## DIRECTIONS FOR THIS TASK
Return each line of the records with nothing changed, pictures excepted.
[Start]
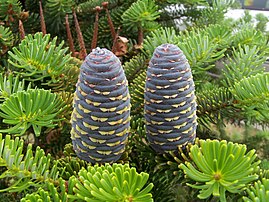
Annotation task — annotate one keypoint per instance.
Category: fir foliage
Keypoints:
(32, 108)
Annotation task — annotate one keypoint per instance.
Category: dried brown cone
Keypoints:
(69, 36)
(111, 26)
(42, 19)
(21, 30)
(95, 31)
(83, 52)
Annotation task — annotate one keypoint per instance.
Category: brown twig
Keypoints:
(114, 46)
(111, 26)
(83, 51)
(10, 13)
(95, 31)
(140, 36)
(21, 30)
(69, 36)
(42, 19)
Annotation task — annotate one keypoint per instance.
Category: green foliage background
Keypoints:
(228, 62)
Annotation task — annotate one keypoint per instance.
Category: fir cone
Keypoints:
(170, 107)
(101, 115)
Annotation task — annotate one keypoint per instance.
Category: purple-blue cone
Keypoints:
[End]
## FULL RESPONSE
Annotation task — annotate one keypoint per instance.
Category: fir foliage
Keypoints:
(32, 108)
Annotation task — annotate one keypoint per instance.
Category: dried brown cone
Keypoints:
(69, 36)
(111, 26)
(42, 19)
(21, 30)
(95, 31)
(83, 52)
Annotation task — annotate one keypoint per instance.
Category: brown twig
Keypoints:
(114, 46)
(111, 26)
(83, 51)
(10, 13)
(95, 31)
(140, 36)
(21, 30)
(69, 36)
(42, 19)
Annotation task — annotate one keypoint per instance.
Category: green foliage background
Keypoints:
(228, 62)
Annotation task — annotate one keypoint per instance.
Category: fir cone
Keypoints:
(170, 107)
(101, 115)
Annotation task — annotate one keypoint per instance.
Category: purple-blue cone
Keypoints:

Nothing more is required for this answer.